• Excerpt provided:
----------
Today: Friday, 19 April 2024 year

UN: Syria airstrikes have killed 100 civilians in 10 days

UN: Syria airstrikes have killed 100 civilians in 10 days

The UN human rights chief Michelle Bachelet expressed her concern with the situation in Syria where presidential forces airstrikes have killed at least 103 people during the last 10 days. As UN News reported on Friday, the targets for airstrikes included civilian objects like hospitals and schools.

Twenty-six children are among 103 killed by the Syrian air forces and allies, Ms Bachelet said. Despite the cruelty of airstrikes, the rising toll had been met with “apparent international indifference”, the UN chief HR added.

“Intentional attacks against civilians are war crimes, and those who have ordered them or carried them out are criminally responsible for their actions,” Bachelet said.
----------
• Dataset records:

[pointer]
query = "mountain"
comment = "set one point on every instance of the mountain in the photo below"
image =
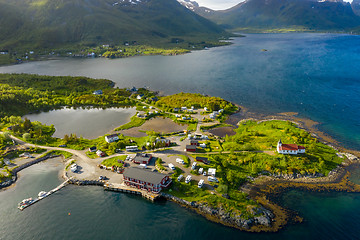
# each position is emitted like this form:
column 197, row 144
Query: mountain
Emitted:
column 274, row 14
column 54, row 23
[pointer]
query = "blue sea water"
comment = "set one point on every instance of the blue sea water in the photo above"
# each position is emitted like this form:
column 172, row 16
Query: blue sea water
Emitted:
column 317, row 75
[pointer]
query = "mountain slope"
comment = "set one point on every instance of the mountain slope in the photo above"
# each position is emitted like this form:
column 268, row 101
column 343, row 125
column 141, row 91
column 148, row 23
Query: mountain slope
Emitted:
column 51, row 23
column 270, row 14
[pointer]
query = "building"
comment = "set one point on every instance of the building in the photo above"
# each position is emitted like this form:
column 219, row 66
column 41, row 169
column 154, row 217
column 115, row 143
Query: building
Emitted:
column 132, row 148
column 191, row 148
column 147, row 180
column 142, row 158
column 111, row 138
column 212, row 172
column 164, row 141
column 289, row 148
column 202, row 159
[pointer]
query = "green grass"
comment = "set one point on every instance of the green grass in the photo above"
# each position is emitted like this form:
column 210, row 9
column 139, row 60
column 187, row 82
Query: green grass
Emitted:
column 135, row 122
column 114, row 161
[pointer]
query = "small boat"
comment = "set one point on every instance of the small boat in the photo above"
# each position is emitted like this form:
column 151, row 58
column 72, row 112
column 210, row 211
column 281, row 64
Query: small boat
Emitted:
column 24, row 203
column 42, row 194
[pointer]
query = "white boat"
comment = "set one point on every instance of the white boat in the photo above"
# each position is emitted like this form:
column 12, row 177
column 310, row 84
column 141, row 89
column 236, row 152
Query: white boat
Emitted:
column 24, row 203
column 42, row 194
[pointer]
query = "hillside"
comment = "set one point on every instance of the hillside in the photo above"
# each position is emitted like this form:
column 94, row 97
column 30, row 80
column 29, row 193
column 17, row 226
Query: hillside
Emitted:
column 43, row 24
column 295, row 14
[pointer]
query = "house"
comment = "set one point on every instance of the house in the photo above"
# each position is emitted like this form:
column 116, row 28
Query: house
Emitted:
column 111, row 138
column 100, row 153
column 212, row 171
column 191, row 148
column 132, row 148
column 167, row 142
column 142, row 158
column 92, row 149
column 202, row 159
column 289, row 148
column 98, row 92
column 141, row 178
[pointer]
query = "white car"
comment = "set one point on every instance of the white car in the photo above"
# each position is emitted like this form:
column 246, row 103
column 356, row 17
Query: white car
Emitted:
column 201, row 183
column 212, row 179
column 193, row 166
column 188, row 179
column 180, row 177
column 171, row 166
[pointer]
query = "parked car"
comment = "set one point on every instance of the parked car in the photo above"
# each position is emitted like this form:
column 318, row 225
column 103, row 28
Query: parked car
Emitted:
column 212, row 179
column 180, row 177
column 193, row 166
column 171, row 166
column 201, row 183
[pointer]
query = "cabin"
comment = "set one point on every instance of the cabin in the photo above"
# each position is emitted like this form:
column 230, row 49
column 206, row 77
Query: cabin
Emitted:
column 212, row 172
column 203, row 160
column 132, row 148
column 165, row 141
column 293, row 149
column 191, row 148
column 142, row 158
column 144, row 179
column 92, row 149
column 111, row 138
column 98, row 92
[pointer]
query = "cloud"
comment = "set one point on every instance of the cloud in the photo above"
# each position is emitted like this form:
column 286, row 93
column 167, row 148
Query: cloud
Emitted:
column 218, row 4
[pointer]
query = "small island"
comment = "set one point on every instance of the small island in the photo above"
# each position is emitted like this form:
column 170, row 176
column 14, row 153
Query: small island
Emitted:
column 172, row 148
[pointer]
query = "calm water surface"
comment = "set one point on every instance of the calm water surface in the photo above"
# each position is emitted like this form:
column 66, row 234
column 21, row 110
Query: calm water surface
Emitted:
column 88, row 123
column 316, row 75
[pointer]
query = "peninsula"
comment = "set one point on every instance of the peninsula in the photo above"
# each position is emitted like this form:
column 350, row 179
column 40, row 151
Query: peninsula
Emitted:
column 182, row 147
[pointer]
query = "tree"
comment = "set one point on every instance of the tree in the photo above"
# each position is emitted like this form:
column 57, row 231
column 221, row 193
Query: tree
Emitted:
column 26, row 136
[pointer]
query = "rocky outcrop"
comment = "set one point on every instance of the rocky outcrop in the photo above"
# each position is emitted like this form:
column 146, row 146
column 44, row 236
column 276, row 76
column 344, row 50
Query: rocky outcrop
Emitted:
column 262, row 216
----------
• Task instructions:
1. According to the news report on Syria airstrikes, how many children were among the 103 people killed?
2. Carry on the news report on Syria airstrikes from its last sentence.
The listing has no connection to the news report on Syria airstrikes.

• List of answers:
1. Twenty-six children.

2.
The Bashar al-Assad government began its offensive against the rebel enclave in northwest Syria at the end of April. Since then, that zone of active insurgent opposition to the legitimate leader remains the target for the regular airstrikes. According to the presidential office, Idlib insurgents are responding to violations of a truce.

Since April, the offensive has driven hundreds of thousands of people from their homes or temporary shelters to seek refuge near the border with Turkey and has killed hundreds of civilians, according to war monitoring organizations.

Both the Syrian government and its Russian ally, whose air power has been critical to Damascus’ military gains in recent years, deny targeting civilians or civilian infrastructure. The spike in violence has killed more than 740 civilians, according to the Syrian Observatory for Human Rights.

Syrian internal armed conflict took the lives of thousands of people

More than 400,000 people have fled violence in the area since the end of April, said David Swanson of the United Nations’ humanitarian coordination office OCHA.

The northwest region (nearly all of Idlib and parts of neighbouring Aleppo, Hama, and Latakia provinces) under attack is home to some three million people, nearly half of them already displaced from other parts of the country.